◆ **Task objective**:
Provide only the number of lines in the data below that contain the string "shutter".

*** Exercise materials Section Begins ***

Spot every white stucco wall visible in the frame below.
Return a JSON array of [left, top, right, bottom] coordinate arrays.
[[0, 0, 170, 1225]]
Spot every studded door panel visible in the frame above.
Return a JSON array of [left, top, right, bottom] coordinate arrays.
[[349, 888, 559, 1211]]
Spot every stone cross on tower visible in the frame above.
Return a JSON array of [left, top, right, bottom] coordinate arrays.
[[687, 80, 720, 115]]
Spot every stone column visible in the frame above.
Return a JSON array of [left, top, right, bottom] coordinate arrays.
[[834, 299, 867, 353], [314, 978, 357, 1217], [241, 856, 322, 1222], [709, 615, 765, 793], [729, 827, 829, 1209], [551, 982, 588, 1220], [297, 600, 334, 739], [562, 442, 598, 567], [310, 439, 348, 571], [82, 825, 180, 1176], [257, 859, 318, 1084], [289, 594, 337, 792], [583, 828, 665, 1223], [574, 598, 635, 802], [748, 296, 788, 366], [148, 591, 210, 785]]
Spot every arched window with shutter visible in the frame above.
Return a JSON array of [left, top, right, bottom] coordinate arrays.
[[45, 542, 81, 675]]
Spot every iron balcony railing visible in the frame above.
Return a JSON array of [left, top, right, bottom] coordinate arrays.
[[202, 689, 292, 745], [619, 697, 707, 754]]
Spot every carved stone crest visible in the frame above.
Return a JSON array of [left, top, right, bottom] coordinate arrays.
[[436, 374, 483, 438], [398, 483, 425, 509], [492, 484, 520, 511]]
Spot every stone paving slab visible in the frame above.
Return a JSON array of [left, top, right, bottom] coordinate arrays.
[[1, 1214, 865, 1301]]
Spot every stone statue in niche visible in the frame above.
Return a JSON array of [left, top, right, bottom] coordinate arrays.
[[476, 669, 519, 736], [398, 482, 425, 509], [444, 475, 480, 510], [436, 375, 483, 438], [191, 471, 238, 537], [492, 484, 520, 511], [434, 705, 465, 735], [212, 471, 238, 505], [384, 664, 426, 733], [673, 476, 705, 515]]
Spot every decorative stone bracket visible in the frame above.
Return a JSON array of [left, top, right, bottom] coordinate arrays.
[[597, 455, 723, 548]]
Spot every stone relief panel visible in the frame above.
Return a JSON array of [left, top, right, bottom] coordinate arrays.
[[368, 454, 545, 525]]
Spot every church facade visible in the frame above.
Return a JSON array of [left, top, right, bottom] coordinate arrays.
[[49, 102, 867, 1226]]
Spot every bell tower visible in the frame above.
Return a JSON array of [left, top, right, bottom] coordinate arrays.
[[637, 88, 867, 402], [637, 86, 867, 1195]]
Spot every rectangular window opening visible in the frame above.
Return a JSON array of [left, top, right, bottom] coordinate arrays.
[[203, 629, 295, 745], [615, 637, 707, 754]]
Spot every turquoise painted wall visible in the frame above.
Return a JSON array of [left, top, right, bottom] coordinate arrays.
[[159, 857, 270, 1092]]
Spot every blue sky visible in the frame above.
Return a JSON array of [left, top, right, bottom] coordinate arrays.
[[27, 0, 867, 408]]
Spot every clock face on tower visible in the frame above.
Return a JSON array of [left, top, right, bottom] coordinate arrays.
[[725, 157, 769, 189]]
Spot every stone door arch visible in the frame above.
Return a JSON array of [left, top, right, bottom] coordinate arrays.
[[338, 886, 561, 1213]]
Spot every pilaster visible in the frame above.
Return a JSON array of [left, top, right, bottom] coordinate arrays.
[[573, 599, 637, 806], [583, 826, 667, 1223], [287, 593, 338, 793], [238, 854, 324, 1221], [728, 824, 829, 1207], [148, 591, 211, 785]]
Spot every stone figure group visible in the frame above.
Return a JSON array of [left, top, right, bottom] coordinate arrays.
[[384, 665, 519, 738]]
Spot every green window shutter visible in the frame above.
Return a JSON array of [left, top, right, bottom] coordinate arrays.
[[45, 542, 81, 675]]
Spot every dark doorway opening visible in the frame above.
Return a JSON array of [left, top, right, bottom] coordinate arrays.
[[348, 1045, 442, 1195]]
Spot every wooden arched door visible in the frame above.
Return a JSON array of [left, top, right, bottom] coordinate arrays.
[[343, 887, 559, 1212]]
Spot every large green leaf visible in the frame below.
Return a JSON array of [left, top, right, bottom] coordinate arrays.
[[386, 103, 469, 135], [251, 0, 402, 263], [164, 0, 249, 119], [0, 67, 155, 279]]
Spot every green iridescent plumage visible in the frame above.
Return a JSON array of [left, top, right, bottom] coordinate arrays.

*** Exercise materials Section Ends ***

◆ **Answer section**:
2